Your instructions: Print again, word for word, all of the records below, and leave the pictures out.

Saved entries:
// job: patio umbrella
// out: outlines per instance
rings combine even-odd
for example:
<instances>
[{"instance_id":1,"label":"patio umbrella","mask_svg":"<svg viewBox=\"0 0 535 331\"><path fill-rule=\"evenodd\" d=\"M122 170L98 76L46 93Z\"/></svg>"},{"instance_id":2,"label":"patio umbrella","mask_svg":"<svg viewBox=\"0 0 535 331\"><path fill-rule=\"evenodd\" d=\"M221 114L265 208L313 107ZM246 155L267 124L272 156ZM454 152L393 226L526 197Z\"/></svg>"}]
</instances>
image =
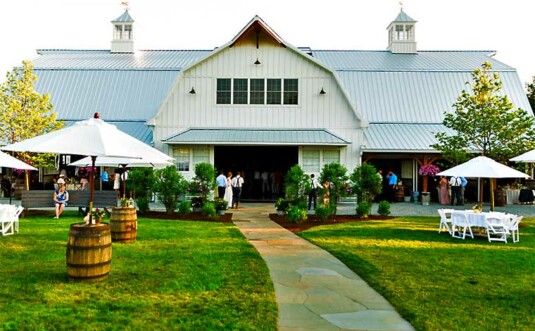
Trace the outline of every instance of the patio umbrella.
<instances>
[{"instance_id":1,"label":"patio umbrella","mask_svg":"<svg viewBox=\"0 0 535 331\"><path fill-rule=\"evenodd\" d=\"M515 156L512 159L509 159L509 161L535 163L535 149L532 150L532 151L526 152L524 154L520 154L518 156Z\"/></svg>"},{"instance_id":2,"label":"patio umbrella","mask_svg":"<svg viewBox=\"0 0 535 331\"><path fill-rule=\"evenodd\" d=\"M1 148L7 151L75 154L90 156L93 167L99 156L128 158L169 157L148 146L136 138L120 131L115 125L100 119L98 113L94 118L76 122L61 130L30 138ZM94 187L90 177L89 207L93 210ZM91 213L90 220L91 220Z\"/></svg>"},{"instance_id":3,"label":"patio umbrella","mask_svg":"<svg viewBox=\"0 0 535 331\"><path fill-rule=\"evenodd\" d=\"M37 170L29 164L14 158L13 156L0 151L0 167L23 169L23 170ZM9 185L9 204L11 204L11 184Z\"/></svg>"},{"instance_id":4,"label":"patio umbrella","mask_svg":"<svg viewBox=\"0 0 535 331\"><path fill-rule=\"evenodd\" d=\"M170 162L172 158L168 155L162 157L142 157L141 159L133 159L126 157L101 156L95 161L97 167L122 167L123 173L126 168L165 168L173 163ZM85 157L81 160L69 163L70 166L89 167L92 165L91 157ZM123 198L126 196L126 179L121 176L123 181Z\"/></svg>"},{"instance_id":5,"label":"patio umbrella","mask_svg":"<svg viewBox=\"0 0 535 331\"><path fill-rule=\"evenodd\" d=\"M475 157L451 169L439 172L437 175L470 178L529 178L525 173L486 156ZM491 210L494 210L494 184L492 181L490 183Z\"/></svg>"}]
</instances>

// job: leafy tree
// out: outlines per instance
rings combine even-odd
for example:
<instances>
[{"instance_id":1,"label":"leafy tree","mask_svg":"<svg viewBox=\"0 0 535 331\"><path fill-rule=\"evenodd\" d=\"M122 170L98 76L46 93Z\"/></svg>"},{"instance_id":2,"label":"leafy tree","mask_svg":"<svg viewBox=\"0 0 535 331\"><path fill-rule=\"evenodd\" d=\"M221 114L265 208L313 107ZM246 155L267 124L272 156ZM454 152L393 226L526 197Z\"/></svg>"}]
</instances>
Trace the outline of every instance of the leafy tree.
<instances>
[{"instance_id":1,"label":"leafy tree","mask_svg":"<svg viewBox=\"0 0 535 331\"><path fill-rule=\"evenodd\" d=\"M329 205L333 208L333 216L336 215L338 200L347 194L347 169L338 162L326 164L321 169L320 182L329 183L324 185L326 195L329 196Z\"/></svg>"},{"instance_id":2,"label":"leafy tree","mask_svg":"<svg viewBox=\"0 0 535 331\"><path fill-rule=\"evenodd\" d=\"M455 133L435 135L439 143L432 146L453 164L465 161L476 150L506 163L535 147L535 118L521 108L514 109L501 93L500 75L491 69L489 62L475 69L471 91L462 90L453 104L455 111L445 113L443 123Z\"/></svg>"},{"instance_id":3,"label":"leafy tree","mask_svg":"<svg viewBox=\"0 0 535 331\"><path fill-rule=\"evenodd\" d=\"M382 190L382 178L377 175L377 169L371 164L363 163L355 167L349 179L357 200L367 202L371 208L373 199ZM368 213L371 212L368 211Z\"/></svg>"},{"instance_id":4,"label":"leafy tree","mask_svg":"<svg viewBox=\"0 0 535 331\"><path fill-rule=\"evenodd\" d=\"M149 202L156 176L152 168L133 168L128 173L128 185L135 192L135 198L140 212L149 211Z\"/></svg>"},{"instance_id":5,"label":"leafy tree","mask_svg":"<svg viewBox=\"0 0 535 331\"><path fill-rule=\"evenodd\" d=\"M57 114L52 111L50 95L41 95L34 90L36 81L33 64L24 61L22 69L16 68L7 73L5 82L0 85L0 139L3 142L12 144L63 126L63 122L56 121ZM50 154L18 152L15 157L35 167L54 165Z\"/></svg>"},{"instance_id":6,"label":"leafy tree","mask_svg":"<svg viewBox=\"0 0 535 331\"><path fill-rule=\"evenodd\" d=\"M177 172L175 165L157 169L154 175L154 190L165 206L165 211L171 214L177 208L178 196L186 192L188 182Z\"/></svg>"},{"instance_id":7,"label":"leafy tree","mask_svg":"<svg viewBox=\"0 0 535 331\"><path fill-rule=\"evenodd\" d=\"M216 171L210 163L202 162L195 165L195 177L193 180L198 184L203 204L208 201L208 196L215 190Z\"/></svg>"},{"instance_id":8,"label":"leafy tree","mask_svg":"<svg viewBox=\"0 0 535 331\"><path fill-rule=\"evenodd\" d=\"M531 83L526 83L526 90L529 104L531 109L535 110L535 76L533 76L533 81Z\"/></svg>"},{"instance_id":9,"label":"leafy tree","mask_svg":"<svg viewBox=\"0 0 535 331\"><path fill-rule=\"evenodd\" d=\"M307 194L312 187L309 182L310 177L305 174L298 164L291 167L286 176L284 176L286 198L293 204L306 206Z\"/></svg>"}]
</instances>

Answer area:
// job: patio umbrella
// out: outlines per instance
rings combine even-odd
for example:
<instances>
[{"instance_id":1,"label":"patio umbrella","mask_svg":"<svg viewBox=\"0 0 535 331\"><path fill-rule=\"evenodd\" d=\"M122 170L98 76L46 93Z\"/></svg>"},{"instance_id":2,"label":"patio umbrella","mask_svg":"<svg viewBox=\"0 0 535 331\"><path fill-rule=\"evenodd\" d=\"M221 114L265 208L313 107ZM246 155L267 124L272 156ZM454 152L393 226L526 197Z\"/></svg>"}]
</instances>
image =
Trace the outline of every instance of the patio umbrella.
<instances>
[{"instance_id":1,"label":"patio umbrella","mask_svg":"<svg viewBox=\"0 0 535 331\"><path fill-rule=\"evenodd\" d=\"M515 156L512 159L509 159L509 161L535 163L535 149L532 150L532 151L526 152L524 154L520 154L518 156Z\"/></svg>"},{"instance_id":2,"label":"patio umbrella","mask_svg":"<svg viewBox=\"0 0 535 331\"><path fill-rule=\"evenodd\" d=\"M1 148L7 151L75 154L90 156L93 167L99 156L128 158L169 157L148 146L136 138L120 131L115 125L100 119L98 113L94 118L76 122L61 130L30 138ZM94 187L90 177L89 207L93 210ZM91 213L90 220L91 220Z\"/></svg>"},{"instance_id":3,"label":"patio umbrella","mask_svg":"<svg viewBox=\"0 0 535 331\"><path fill-rule=\"evenodd\" d=\"M37 170L29 164L14 158L13 156L0 151L0 167L23 169L23 170ZM9 185L9 204L11 204L11 184Z\"/></svg>"},{"instance_id":4,"label":"patio umbrella","mask_svg":"<svg viewBox=\"0 0 535 331\"><path fill-rule=\"evenodd\" d=\"M170 162L172 158L168 155L162 157L142 157L141 159L133 159L126 157L101 156L95 161L97 167L122 167L123 173L126 168L165 168L173 163ZM85 157L81 160L69 163L70 166L89 167L92 165L91 157ZM123 198L126 196L126 179L121 176L123 181Z\"/></svg>"},{"instance_id":5,"label":"patio umbrella","mask_svg":"<svg viewBox=\"0 0 535 331\"><path fill-rule=\"evenodd\" d=\"M475 157L451 169L439 172L437 175L470 178L529 178L525 173L486 156ZM491 210L494 210L494 184L492 181L490 183Z\"/></svg>"}]
</instances>

// job: leafy tree
// out: outlines per instance
rings combine even-odd
for example:
<instances>
[{"instance_id":1,"label":"leafy tree","mask_svg":"<svg viewBox=\"0 0 535 331\"><path fill-rule=\"evenodd\" d=\"M122 170L98 76L46 93Z\"/></svg>"},{"instance_id":2,"label":"leafy tree","mask_svg":"<svg viewBox=\"0 0 535 331\"><path fill-rule=\"evenodd\" d=\"M221 114L265 208L313 107ZM246 155L267 124L272 156ZM454 152L393 226L526 197Z\"/></svg>"}]
</instances>
Trace the outline of every instance of the leafy tree.
<instances>
[{"instance_id":1,"label":"leafy tree","mask_svg":"<svg viewBox=\"0 0 535 331\"><path fill-rule=\"evenodd\" d=\"M329 205L333 208L333 216L336 215L338 200L347 194L347 169L338 162L326 164L321 169L320 182L329 183L324 185L326 195L329 196Z\"/></svg>"},{"instance_id":2,"label":"leafy tree","mask_svg":"<svg viewBox=\"0 0 535 331\"><path fill-rule=\"evenodd\" d=\"M455 133L435 135L439 143L432 146L453 164L465 161L476 150L506 163L535 147L535 118L521 108L514 109L501 93L500 75L491 69L489 62L475 69L471 91L462 90L453 104L455 111L445 113L443 123Z\"/></svg>"},{"instance_id":3,"label":"leafy tree","mask_svg":"<svg viewBox=\"0 0 535 331\"><path fill-rule=\"evenodd\" d=\"M382 190L382 178L377 175L377 169L371 164L363 163L355 167L349 179L357 200L367 202L371 208L373 199ZM368 213L371 212L368 211Z\"/></svg>"},{"instance_id":4,"label":"leafy tree","mask_svg":"<svg viewBox=\"0 0 535 331\"><path fill-rule=\"evenodd\" d=\"M149 202L156 176L152 168L133 168L128 173L128 185L135 192L135 198L140 212L149 211Z\"/></svg>"},{"instance_id":5,"label":"leafy tree","mask_svg":"<svg viewBox=\"0 0 535 331\"><path fill-rule=\"evenodd\" d=\"M57 114L52 111L50 95L41 95L34 90L36 81L33 64L24 61L22 69L16 68L7 73L5 82L0 85L0 139L3 142L12 144L63 126L63 122L56 121ZM50 154L18 152L15 157L35 167L54 165Z\"/></svg>"},{"instance_id":6,"label":"leafy tree","mask_svg":"<svg viewBox=\"0 0 535 331\"><path fill-rule=\"evenodd\" d=\"M177 172L175 165L157 169L154 175L154 190L165 206L165 211L171 214L177 208L178 196L186 192L188 182Z\"/></svg>"},{"instance_id":7,"label":"leafy tree","mask_svg":"<svg viewBox=\"0 0 535 331\"><path fill-rule=\"evenodd\" d=\"M216 171L210 163L202 162L195 165L195 177L193 180L198 184L203 204L208 201L208 196L215 190Z\"/></svg>"},{"instance_id":8,"label":"leafy tree","mask_svg":"<svg viewBox=\"0 0 535 331\"><path fill-rule=\"evenodd\" d=\"M531 83L526 83L526 90L529 104L531 109L535 110L535 76L533 76L533 81Z\"/></svg>"},{"instance_id":9,"label":"leafy tree","mask_svg":"<svg viewBox=\"0 0 535 331\"><path fill-rule=\"evenodd\" d=\"M307 194L312 187L309 182L310 177L305 174L298 164L291 167L286 176L284 176L286 198L293 204L306 206Z\"/></svg>"}]
</instances>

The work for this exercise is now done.